● OBJECTIVE: Count the lines in the rows below that contain the word "front", and reply with the number alone.

● GIVEN DATA:
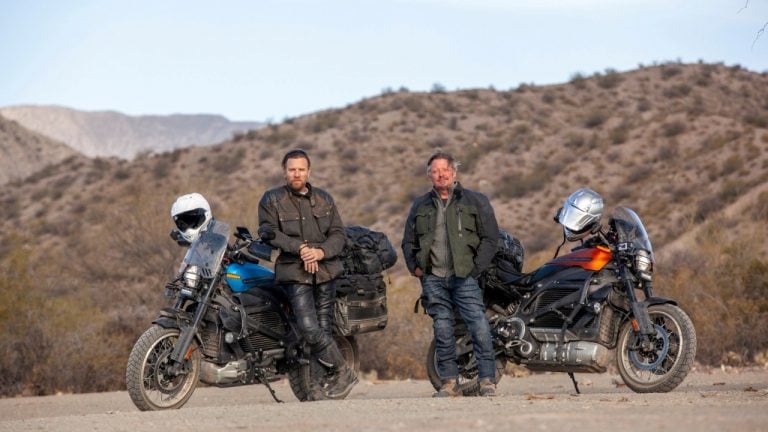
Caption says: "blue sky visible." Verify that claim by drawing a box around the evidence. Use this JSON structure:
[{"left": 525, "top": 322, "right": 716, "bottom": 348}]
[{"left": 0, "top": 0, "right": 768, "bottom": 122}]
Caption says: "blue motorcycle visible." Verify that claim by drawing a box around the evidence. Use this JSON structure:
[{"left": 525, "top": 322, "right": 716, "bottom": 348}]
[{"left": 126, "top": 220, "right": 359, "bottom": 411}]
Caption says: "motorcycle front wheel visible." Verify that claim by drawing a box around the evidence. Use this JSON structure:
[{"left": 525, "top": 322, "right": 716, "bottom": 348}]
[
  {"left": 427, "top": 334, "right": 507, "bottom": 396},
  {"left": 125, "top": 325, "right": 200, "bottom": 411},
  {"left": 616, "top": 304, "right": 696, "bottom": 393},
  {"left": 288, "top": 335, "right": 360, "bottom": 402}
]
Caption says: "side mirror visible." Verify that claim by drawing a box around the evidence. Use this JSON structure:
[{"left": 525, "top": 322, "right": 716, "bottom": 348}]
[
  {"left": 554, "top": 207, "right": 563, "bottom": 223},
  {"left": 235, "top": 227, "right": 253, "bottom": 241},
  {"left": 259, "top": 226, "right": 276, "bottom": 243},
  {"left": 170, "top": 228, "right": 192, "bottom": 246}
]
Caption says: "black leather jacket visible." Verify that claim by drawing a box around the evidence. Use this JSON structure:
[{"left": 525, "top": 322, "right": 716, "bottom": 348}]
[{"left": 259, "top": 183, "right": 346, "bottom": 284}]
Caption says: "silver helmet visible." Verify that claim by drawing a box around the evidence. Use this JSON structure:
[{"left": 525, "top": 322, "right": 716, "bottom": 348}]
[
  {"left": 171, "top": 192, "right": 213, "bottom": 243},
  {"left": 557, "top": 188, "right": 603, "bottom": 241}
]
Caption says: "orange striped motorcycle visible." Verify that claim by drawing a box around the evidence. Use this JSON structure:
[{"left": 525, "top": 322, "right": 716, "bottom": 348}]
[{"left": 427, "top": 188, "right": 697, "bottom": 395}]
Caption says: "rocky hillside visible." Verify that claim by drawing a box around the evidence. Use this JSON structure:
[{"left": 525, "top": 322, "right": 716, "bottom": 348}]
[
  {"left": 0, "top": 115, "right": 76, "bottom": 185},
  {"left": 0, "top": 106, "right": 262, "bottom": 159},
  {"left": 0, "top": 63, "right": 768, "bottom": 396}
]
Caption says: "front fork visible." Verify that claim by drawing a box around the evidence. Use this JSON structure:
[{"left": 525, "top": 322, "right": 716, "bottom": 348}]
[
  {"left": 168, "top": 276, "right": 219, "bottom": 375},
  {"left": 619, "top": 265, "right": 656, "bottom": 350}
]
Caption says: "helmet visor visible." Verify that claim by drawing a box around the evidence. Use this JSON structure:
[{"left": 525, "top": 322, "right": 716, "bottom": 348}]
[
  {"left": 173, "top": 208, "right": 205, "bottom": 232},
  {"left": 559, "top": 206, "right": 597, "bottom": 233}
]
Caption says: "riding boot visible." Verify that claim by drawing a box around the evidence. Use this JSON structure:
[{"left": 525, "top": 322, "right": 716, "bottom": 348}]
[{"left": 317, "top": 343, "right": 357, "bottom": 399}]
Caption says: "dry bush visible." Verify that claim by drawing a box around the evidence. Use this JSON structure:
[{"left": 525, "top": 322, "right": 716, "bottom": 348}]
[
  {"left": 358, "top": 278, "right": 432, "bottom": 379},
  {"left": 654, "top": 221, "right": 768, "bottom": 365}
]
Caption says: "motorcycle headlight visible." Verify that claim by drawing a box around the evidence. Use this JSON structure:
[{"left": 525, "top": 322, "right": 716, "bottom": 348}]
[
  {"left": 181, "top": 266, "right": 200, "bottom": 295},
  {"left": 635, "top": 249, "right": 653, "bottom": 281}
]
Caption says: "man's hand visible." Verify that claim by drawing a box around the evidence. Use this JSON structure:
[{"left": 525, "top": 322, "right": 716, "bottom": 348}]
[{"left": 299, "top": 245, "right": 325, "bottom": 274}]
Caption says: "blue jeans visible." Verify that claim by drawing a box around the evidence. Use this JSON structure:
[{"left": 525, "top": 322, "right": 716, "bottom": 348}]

● ANSWER TO THIS EXERCISE: 2